**TASK DIRECTIONS:**
Format the stretch from the line containing "Locate the chair armrest" through the end of the items as a Markdown table with two columns, No. and Entry: number each line in the first column and put the line itself in the second, skipping any blank lines.

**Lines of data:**

## Start

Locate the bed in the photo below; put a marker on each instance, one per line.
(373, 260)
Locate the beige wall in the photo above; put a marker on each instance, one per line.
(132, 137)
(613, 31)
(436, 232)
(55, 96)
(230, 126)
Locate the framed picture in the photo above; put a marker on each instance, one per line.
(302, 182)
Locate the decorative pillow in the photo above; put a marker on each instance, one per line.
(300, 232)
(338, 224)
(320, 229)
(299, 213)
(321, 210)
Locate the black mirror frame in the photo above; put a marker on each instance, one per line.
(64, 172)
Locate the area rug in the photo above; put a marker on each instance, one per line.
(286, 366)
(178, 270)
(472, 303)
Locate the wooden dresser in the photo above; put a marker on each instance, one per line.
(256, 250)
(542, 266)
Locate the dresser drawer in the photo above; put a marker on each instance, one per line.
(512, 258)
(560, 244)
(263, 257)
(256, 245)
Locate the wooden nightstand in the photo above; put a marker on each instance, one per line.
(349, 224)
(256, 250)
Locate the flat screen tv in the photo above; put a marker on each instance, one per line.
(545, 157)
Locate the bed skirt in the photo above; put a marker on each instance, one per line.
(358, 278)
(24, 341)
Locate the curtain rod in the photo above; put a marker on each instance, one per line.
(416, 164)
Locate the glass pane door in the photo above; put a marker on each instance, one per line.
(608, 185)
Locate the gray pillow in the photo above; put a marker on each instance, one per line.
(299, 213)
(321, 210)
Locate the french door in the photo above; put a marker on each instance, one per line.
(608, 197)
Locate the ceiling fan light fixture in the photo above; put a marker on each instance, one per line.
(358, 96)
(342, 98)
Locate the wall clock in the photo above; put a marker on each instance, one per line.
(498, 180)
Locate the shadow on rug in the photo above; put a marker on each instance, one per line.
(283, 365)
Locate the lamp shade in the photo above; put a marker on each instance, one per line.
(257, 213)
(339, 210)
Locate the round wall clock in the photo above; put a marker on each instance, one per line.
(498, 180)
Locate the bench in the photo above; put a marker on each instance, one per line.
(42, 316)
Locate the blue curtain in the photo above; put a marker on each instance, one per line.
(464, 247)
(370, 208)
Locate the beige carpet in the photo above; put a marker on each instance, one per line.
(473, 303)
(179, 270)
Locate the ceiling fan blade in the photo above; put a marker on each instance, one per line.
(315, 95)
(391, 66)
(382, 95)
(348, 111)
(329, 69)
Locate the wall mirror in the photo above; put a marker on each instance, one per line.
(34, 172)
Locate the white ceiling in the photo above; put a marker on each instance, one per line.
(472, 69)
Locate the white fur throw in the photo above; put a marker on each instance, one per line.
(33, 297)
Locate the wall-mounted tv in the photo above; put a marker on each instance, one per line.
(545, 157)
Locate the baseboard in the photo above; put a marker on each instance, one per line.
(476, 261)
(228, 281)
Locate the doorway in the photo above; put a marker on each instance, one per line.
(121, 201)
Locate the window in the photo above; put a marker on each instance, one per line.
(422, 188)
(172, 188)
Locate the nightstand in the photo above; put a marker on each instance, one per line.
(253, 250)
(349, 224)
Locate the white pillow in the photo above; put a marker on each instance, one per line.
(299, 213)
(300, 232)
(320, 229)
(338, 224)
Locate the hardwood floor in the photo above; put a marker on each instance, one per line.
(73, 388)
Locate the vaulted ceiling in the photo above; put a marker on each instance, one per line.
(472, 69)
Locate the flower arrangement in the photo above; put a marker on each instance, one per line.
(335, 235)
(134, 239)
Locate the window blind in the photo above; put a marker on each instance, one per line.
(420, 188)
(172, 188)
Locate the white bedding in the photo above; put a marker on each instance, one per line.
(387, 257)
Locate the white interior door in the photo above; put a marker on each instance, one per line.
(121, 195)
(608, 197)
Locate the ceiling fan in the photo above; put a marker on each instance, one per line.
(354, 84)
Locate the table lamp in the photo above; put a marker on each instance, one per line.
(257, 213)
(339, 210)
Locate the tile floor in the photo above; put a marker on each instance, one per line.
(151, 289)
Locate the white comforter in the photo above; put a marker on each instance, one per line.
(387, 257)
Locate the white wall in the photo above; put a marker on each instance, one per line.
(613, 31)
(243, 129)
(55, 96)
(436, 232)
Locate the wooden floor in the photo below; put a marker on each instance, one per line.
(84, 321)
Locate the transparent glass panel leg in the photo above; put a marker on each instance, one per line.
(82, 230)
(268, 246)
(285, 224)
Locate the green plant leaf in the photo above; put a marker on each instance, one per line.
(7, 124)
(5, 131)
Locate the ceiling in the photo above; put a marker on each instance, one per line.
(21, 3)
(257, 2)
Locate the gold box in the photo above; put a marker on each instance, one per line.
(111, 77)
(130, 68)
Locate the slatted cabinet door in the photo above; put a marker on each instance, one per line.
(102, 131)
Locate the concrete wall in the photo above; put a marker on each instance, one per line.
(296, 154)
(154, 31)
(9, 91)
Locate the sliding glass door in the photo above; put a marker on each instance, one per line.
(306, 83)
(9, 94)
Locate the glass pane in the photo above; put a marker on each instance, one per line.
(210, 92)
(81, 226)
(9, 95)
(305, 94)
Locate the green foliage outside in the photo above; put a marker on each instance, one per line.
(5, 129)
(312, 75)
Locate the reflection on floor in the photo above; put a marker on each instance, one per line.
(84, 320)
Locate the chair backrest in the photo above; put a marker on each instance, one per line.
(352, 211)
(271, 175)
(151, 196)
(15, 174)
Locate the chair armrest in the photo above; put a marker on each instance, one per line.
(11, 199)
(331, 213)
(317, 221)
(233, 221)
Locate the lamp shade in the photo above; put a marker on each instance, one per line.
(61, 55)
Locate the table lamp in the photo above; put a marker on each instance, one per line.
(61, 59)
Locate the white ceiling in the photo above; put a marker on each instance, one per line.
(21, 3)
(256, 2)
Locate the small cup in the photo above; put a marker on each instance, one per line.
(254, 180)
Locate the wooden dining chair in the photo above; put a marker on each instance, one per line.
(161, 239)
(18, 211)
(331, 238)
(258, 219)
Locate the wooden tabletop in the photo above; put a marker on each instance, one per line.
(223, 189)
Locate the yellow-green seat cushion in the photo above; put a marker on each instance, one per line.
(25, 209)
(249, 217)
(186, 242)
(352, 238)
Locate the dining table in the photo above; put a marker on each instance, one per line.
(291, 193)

## End

**FINISHED EXERCISE:**
| No. | Entry |
|---|---|
| 1 | Locate the chair armrest in the photo above; put a marker on each instance, one per line. |
| 2 | (11, 199) |
| 3 | (331, 213) |
| 4 | (317, 221) |
| 5 | (233, 221) |
| 6 | Locate the lamp shade in the photo above; put a marker on each instance, one per line. |
| 7 | (61, 55) |
| 8 | Locate the table lamp in the photo above; put a marker on each instance, one per line. |
| 9 | (61, 59) |
| 10 | Locate the white ceiling in the photo above; put a marker on each instance, one per line. |
| 11 | (21, 3) |
| 12 | (256, 2) |
| 13 | Locate the small cup in the photo above; put a marker on each instance, one per line. |
| 14 | (254, 180) |
| 15 | Locate the wooden dining chair in the photo above; put a marker on each instance, one per line. |
| 16 | (161, 239) |
| 17 | (18, 211) |
| 18 | (331, 238) |
| 19 | (258, 219) |
| 20 | Locate the wooden tabletop in the photo above; put a marker on each instance, one per line. |
| 21 | (223, 189) |
| 22 | Locate the yellow-green seat cushion in the photo above; put a marker on each instance, one per line. |
| 23 | (25, 209) |
| 24 | (249, 217) |
| 25 | (186, 242) |
| 26 | (352, 238) |
| 27 | Locate the dining table in the photo above; put a marker on each instance, one per line. |
| 28 | (291, 193) |